引用文:
────

2018-10-11 | 書評「た」の国内著者
立川談四楼『声に出して笑える日本語』(知恵の森文庫)

悲惨な事件を伝えた女性キャスターがまとめのコメント。「ご遺族は今、悲しみの<ズンドコ>に沈んでいます......」アナウンサーの致命的な言い間違いから、思わずニヤリの上品な下ネタ、そして愛すべき落語の世界の味わい深いセリフまで。
酒場で飲んでいても昼寝中でも、行き交う言葉に耳を澄ませて集めた「笑える日本語」の数々。
落語家にして作家でもある著者ならではの「耳の付け所」が冴え渡る! 確実に笑えてタメになる傑作エッセイ。(内容紹介)

◎急に朝降る雨は?

本業の落語が上手いか下手かは、本を読むまでは聞いたことがないので知りません。しかし立川談四楼の文章は一級品です。立川談四楼は耳をダンボにして、世の中の言い間違いを拾いまくります。
言葉の専門家であるアナウンサーの言い間違い。師匠である談志のとんでもない思い違い。落語界の師匠たちの楽屋ネタ。女子校生のやりとり。とにかく面白ネタ満載の絶品です。一例を示すとこんな具合です。

 NHK女子アナが、中継中に夕立に見舞われます。以下引用してみます、
――「夕方に降る雨を夕立と言いますよね」/ここでよしゃよかったんだが、このあとのセリフが命取り(生きてます)になった。妙齢のご婦人の口から「では朝降る雨は朝立ちと言うんでしょうか?」というお言葉が発せられたというのだ。(本文P37)

 こんな話が延々とつづきます。一話が3ページほどですので、私はにやけながら1日1話を楽しみました。

立川談四楼は1951年生まれの落語家です。1983年に二つ目に昇進し、談四楼と改名しています。その後1983年に真打ち昇進試験を受けるのですが落っこちてしまいます。これに怒り、師匠の立川談志は日本落語協会と袂(たもと)を分かちます。
立川談四楼の作家デビューは1990年に発表した『シャレのち曇り』(ランダムハウス文庫)です。その後たくさんの著作を上梓しますが、私は『声に出して笑える日本語』(光文社知恵の森文庫)が、最高傑作だと思っています。本書は『もっと声に出して笑える日本語』『もっとハゲしく声に出して笑える日本語』(ともに知恵の森文庫)へと書きつなげられます。

────

[対象物のポイントラベル]

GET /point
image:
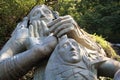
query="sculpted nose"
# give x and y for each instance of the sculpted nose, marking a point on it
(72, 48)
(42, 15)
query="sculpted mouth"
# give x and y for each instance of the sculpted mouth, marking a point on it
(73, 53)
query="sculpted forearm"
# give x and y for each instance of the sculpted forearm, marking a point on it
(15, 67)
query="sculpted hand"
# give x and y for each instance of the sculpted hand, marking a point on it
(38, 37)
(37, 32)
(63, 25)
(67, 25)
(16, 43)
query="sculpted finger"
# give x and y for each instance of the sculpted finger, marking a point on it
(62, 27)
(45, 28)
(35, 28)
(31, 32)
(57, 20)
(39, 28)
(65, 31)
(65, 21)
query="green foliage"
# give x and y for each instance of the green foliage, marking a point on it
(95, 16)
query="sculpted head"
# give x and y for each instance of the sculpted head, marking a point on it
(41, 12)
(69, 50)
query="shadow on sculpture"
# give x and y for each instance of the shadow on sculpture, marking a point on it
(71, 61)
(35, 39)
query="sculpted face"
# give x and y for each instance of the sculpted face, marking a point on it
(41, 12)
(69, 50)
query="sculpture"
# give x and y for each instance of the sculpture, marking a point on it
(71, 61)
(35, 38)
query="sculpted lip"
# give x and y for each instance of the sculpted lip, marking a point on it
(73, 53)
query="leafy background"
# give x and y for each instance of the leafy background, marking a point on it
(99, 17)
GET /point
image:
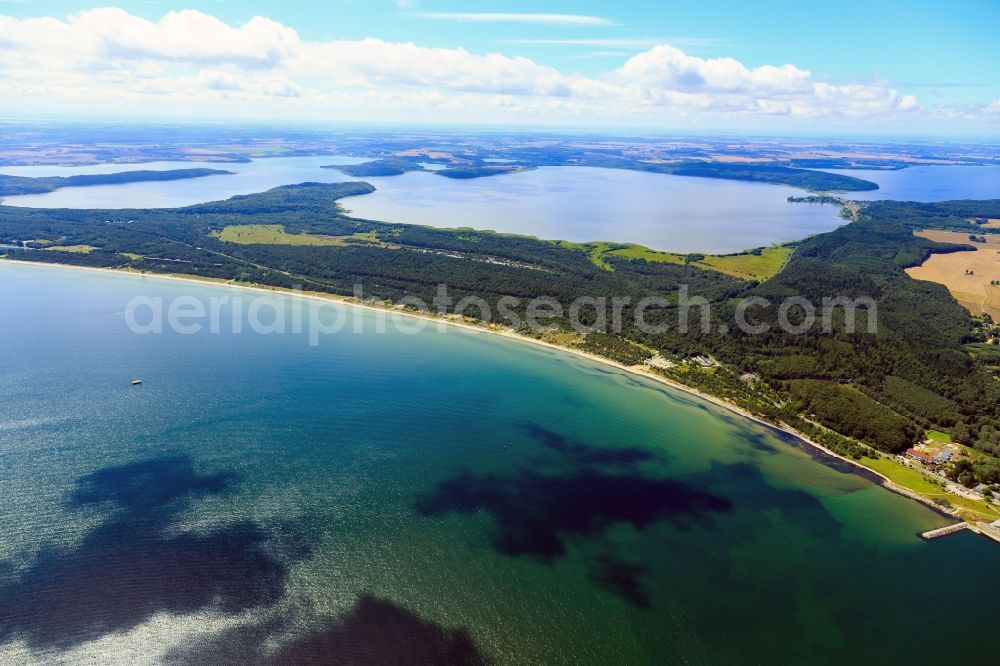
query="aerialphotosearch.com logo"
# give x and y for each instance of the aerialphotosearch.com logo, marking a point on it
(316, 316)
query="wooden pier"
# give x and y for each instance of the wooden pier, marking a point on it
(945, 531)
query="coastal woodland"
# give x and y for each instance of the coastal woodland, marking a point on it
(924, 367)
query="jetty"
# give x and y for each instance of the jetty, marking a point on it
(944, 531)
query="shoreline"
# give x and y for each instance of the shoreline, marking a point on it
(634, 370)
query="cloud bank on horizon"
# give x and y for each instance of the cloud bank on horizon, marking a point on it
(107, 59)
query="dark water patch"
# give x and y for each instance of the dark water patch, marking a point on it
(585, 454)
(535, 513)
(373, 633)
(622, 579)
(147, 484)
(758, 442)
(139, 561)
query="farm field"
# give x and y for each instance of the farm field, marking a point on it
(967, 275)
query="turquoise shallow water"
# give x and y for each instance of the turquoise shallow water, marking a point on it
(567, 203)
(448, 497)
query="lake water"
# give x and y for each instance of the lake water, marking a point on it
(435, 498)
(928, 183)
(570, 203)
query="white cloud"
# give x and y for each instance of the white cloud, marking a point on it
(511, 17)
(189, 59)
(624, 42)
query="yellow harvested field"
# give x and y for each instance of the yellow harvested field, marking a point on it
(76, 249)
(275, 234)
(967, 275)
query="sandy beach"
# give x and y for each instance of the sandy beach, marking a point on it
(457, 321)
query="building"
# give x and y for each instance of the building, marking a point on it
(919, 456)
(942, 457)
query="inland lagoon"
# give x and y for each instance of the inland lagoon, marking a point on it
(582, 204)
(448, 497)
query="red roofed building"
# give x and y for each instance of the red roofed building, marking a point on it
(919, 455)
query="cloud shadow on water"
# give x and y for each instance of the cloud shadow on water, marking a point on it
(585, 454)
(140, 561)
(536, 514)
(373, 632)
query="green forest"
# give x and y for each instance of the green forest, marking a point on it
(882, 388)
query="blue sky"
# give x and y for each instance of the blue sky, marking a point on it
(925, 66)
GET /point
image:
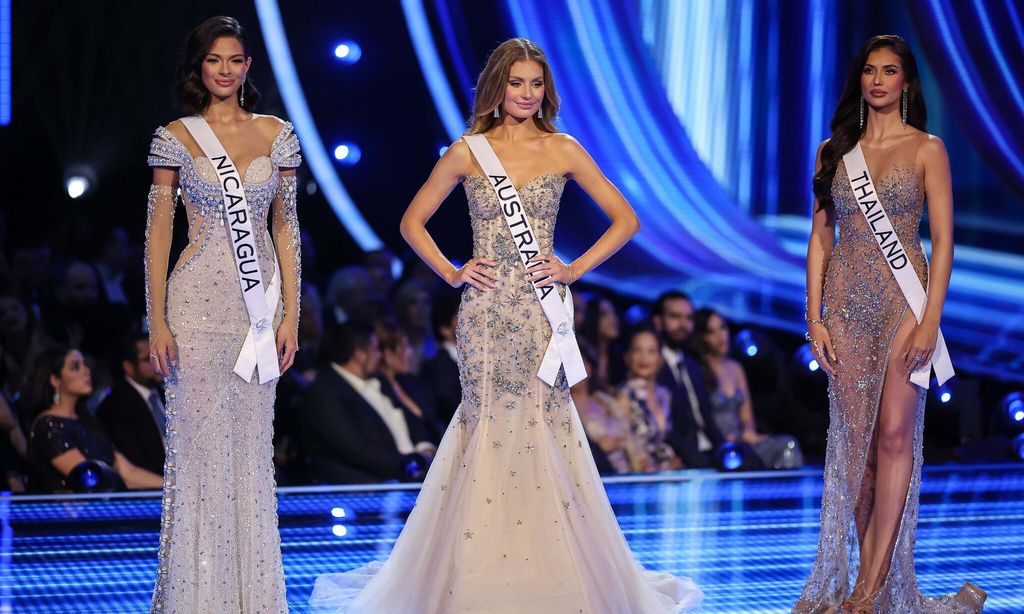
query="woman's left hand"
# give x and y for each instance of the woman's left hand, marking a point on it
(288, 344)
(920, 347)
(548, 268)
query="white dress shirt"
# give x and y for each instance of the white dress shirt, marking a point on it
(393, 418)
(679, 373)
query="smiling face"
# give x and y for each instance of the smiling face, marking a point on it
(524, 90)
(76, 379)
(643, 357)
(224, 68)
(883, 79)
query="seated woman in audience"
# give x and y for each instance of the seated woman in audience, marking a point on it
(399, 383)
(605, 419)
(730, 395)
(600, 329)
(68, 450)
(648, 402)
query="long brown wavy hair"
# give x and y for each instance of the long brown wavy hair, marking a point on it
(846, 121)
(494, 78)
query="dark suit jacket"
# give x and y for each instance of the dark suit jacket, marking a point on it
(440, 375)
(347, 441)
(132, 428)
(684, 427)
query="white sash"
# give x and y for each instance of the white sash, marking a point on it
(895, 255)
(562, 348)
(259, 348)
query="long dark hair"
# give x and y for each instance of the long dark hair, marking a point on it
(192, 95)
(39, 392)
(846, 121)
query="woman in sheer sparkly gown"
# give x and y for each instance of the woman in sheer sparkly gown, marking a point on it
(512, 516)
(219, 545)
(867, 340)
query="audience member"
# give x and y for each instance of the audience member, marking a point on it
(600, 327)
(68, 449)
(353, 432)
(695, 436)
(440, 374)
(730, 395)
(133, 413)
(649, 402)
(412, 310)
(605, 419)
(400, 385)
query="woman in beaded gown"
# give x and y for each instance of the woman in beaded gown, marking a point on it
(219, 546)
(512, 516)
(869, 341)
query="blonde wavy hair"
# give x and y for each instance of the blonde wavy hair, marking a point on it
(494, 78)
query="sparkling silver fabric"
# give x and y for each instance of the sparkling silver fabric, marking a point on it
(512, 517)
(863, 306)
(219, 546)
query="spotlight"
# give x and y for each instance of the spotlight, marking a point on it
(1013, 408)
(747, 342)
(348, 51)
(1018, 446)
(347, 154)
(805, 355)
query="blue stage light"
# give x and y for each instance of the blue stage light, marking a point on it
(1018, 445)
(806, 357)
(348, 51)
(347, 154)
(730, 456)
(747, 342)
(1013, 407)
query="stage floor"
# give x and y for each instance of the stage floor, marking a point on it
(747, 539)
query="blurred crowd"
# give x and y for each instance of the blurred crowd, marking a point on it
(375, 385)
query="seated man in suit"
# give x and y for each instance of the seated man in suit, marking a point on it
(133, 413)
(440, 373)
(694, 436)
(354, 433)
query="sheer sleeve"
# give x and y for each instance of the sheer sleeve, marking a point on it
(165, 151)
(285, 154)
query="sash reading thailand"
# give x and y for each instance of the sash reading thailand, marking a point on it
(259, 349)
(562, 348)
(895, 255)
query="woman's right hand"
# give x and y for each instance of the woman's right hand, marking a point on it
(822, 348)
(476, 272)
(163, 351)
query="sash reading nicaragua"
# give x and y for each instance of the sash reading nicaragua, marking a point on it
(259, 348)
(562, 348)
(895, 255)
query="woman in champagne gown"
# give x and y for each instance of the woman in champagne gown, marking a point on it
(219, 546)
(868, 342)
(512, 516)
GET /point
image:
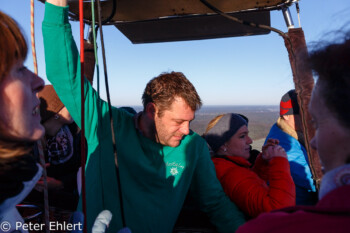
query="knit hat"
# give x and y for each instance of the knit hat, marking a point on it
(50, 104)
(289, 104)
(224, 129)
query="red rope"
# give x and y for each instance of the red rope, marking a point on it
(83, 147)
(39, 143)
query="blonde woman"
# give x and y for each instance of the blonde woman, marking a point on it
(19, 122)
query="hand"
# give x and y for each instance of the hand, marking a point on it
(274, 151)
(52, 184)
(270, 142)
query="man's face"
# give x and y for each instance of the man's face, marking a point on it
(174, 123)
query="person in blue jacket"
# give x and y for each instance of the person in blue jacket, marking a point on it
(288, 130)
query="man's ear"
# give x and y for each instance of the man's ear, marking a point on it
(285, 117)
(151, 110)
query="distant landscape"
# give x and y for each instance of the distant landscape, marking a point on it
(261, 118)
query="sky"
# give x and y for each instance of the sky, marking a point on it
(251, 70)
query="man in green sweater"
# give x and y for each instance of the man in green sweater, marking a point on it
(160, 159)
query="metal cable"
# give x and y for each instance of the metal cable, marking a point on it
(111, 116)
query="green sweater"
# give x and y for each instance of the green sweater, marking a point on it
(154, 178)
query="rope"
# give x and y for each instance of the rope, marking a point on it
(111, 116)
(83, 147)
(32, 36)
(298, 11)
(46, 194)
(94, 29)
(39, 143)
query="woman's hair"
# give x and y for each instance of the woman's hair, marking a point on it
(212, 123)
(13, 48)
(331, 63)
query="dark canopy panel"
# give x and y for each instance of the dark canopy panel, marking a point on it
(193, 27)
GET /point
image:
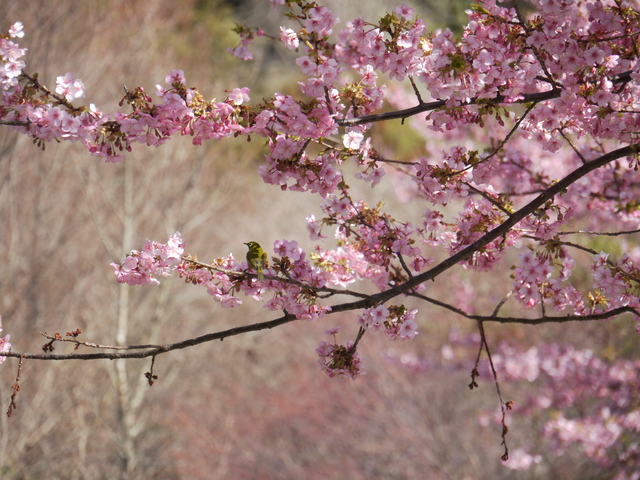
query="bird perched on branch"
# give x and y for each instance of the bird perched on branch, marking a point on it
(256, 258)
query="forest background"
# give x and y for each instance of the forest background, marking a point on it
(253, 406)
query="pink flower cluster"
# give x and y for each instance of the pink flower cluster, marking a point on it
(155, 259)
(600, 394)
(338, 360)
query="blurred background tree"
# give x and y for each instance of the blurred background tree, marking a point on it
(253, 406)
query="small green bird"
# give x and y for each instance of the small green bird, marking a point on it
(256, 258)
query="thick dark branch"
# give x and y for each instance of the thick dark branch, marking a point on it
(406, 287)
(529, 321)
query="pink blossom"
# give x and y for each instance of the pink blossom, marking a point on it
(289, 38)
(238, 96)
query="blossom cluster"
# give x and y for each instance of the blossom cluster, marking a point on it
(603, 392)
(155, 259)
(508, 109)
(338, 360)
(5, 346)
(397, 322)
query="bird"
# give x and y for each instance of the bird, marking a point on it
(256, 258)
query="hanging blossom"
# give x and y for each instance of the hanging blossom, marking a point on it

────

求められること:
引用文に書かれている、立川談四楼の作家デビュー作の題名を答えてください。

結果:
『シャレのち曇り』(ランダムハウス文庫)です。